== Dataset items ==

┄┄┄┄┄┄┄┄┄┄┄┄┄┄┄┄┄┄┄┄

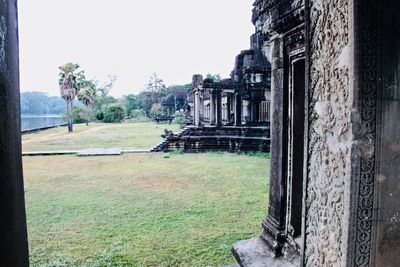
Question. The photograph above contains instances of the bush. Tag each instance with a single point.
(114, 113)
(138, 115)
(99, 115)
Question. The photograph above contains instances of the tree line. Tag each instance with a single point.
(84, 100)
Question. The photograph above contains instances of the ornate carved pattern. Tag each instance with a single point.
(365, 202)
(329, 132)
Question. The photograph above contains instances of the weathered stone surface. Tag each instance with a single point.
(254, 253)
(13, 233)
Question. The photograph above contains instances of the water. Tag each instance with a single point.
(38, 121)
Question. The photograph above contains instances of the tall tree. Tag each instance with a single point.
(105, 87)
(71, 81)
(87, 95)
(156, 84)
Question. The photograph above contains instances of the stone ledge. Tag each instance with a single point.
(254, 253)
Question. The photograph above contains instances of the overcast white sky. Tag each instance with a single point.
(131, 39)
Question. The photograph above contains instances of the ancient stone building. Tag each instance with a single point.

┄┄┄┄┄┄┄┄┄┄┄┄┄┄┄┄┄┄┄┄

== Work to complete ==
Return exactly the lines in the records above, beginning with the one that holds "Question. The photograph above contains instances of the stone" and ending with the last.

== Result below ==
Question. The photograph above contains instances of the stone ledge. Tag each instance with a single point.
(254, 253)
Question. The photograph above contains instances of the overcast white sky. Tag each instance with a single point.
(131, 39)
Question. The photograph above contains instances of the ancient stone building. Tag each instance with a single point.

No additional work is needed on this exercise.